## [DAFTAR TUGAS]
A: Tulis ulang bagian teks tentang menentukan kehidupan sendiri dari "Bersegeralah menentukan Kehidupanmu" sampai "ke berbagai sendang….". Tukar "air" dengan "embun".
B: Teruskan teks tentang menentukan kehidupan sendiri setelah kalimat terakhir yang tercantum.

## [TEKS YANG DIBERIKAN]
Bersegeralah menentukan Kehidupanmu sendiri. Kehidupan Salik? Kehidupan Dekonstruksi? Kehidupan Kreatif? Kehidupan Roda? Kehidupan Jeruji? Kehidupan Suku Dalu? Apapun saja. Tidak ada kewajiban apapun dari Allah, jika engkau mengerti bahwa pada hakekatnya itu semua adalah keniscayaan hidupmu sendiri. Tidak ada tuntutan apapun dari Kehidupan Maiyah, dari Kehidupan Puisi, dari Kehidupan Iman, jika engkau menyadari bahwa itu semua adalah horizon kerinduan rohanimu sendiri. Langkahkan kaki kokoh dengan hati cerah dan pikiran tajammu. Apapun saja, asalkan dengan ridlo, Aku akan menyongsong dan menyambutmu:
Sepatuh air akupun mengalir
Menawarkan buih, bunga tanah, dan pasir
Menghidupkan lumut ganggang
Menggamit kalian berani telanjang
Mandi sunyi mengurai diri ke berbagai sendang….
Serupa kayu akupun mau
Buat pagar atau dibakar. Seumpama lagu
Siap dinyanyikan, juga dilupakan….
Sahabat, aku datang karena cinta…
(“Karena Cinta”)

## [Butir data]
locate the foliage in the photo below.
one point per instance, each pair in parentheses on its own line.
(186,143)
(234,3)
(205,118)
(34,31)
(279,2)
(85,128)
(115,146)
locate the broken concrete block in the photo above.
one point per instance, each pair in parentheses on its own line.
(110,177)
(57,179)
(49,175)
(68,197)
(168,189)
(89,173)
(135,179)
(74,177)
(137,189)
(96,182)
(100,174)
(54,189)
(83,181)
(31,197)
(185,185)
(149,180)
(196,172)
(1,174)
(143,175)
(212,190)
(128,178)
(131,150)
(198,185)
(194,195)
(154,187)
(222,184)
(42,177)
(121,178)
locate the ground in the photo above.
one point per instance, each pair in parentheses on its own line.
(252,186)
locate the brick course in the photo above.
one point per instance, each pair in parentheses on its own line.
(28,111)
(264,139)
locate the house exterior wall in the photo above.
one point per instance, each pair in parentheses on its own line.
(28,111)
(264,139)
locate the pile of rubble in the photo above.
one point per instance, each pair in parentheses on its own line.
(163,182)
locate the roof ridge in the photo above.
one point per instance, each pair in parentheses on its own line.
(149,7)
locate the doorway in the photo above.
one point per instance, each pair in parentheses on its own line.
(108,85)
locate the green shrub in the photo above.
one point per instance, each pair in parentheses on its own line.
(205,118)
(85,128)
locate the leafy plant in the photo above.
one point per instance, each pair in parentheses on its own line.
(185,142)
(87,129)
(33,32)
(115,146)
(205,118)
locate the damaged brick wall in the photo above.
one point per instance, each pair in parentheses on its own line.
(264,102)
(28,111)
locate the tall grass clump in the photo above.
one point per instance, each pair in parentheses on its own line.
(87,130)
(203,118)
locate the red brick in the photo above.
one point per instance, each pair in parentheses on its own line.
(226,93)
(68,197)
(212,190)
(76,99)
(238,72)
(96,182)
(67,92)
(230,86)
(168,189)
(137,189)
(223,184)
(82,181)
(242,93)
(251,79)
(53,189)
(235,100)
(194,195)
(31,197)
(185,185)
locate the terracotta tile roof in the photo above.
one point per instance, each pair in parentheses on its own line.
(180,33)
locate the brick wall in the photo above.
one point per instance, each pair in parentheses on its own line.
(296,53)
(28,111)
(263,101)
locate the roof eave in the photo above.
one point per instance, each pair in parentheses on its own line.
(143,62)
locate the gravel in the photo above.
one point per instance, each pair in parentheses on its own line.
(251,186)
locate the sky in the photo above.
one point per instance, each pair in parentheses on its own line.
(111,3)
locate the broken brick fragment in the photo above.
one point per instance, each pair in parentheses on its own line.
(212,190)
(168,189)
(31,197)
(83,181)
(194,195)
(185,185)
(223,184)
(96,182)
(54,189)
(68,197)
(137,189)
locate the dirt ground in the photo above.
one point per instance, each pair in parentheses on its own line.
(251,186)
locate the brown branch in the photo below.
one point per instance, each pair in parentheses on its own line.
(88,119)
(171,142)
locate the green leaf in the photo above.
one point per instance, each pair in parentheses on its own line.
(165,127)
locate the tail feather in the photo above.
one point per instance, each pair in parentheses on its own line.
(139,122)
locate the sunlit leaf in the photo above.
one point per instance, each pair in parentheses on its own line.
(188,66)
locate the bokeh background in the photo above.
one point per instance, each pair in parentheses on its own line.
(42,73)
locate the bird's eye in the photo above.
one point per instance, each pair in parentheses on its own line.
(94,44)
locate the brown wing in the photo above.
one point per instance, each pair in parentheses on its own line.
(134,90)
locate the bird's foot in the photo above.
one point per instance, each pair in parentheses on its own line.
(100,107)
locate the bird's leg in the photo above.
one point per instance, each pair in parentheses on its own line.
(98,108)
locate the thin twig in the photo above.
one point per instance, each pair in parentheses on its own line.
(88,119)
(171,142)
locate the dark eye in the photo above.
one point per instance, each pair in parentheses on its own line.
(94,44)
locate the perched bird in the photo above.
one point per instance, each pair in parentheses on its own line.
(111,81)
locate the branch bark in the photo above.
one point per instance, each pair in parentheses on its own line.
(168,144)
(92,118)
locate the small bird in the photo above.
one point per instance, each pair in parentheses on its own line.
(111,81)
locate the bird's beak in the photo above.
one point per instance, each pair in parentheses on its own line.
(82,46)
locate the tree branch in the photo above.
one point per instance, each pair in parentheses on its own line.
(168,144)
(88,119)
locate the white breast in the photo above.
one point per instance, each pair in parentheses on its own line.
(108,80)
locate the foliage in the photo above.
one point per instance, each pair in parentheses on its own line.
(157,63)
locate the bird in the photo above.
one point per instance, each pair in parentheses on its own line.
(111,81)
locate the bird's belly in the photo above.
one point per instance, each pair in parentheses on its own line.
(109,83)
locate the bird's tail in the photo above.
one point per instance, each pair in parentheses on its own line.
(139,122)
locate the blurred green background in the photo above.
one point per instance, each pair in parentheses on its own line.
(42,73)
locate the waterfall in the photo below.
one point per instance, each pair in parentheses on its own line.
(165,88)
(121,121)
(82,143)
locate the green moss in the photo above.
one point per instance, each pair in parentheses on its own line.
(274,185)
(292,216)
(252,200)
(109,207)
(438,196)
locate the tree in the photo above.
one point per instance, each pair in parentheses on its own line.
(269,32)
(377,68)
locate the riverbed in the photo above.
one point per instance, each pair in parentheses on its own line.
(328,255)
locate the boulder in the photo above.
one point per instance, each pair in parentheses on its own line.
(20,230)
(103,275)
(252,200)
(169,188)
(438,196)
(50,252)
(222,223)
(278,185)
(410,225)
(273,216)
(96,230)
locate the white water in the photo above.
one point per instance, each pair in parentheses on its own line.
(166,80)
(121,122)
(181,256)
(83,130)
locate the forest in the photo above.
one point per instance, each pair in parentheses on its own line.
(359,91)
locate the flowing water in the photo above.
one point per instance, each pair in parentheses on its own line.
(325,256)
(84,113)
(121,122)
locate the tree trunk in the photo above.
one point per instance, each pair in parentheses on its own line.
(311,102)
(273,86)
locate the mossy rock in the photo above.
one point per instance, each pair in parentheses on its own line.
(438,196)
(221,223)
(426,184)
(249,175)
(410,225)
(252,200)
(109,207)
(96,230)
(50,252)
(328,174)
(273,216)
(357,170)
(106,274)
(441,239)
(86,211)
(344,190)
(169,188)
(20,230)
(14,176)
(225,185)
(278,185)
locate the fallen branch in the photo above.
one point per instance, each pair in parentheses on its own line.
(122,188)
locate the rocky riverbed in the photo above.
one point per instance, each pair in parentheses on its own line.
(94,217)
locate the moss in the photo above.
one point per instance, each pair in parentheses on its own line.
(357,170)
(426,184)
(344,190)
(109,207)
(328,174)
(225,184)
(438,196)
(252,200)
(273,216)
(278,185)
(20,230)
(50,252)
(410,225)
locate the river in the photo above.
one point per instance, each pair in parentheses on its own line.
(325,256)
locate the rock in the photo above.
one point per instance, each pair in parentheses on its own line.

## [JAWABAN]
A:
Bersegeralah menentukan Kehidupanmu sendiri. Kehidupan Salik? Kehidupan Dekonstruksi? Kehidupan Kreatif? Kehidupan Roda? Kehidupan Jeruji? Kehidupan Suku Dalu? Apapun saja. Tidak ada kewajiban apapun dari Allah, jika engkau mengerti bahwa pada hakekatnya itu semua adalah keniscayaan hidupmu sendiri. Tidak ada tuntutan apapun dari Kehidupan Maiyah, dari Kehidupan Puisi, dari Kehidupan Iman, jika engkau menyadari bahwa itu semua adalah horizon kerinduan rohanimu sendiri. Langkahkan kaki kokoh dengan hati cerah dan pikiran tajammu. Apapun saja, asalkan dengan ridlo, Aku akan menyongsong dan menyambutmu:
Sepatuh embun akupun mengalir
Menawarkan buih, bunga tanah, dan pasir
Menghidupkan lumut ganggang
Menggamit kalian berani telanjang
Mandi sunyi mengurai diri ke berbagai sendang….

B:
Agar supaya lebih nikmat hidup ini, agar supaya lebih indah hidupmu dan hidupku, kisahkan kepadaku Kiyaimu, Ulamamu, Ustadzmu, yang mengajar dan mendidikkan kepadamu hal peribadatan kepada Allah dan pelayanan rahmatan lil’alamin kepada sesama makhluk, yang lebih indah dari cara Iman Budhi Santosa menuturkannya kepadamu dalam puisi itu. Atau kutipkan kepadaku keindahan semacam itu dari Buku-buku Tafsir, Pelajaran Islam, Kitab Kuning, Jurnal Kaum Cendekiawan Muslim atau apapun. Atau barangkali dari Disertasi dan kumpulan Tesis-tesis modern yang engkau kagumi.
Tatkala nanti akhirnya engkau mengalir kintir dalam keindahan itu, semoga engkau menemukan bahwa sesungguhnya itu toh bukan dirimu. Bukan engkaumu. Apakah engkau sanggup ada dan menjadi engkau tanpa Engkau? Apa hulumu, mana hilirmu, sehingga engkau meng-aku engkaumu? Yang kau temukan sebagai engkau, sesungguhnya hanyalah permainan hologram dan simulasi cinta hasil karya Engkau.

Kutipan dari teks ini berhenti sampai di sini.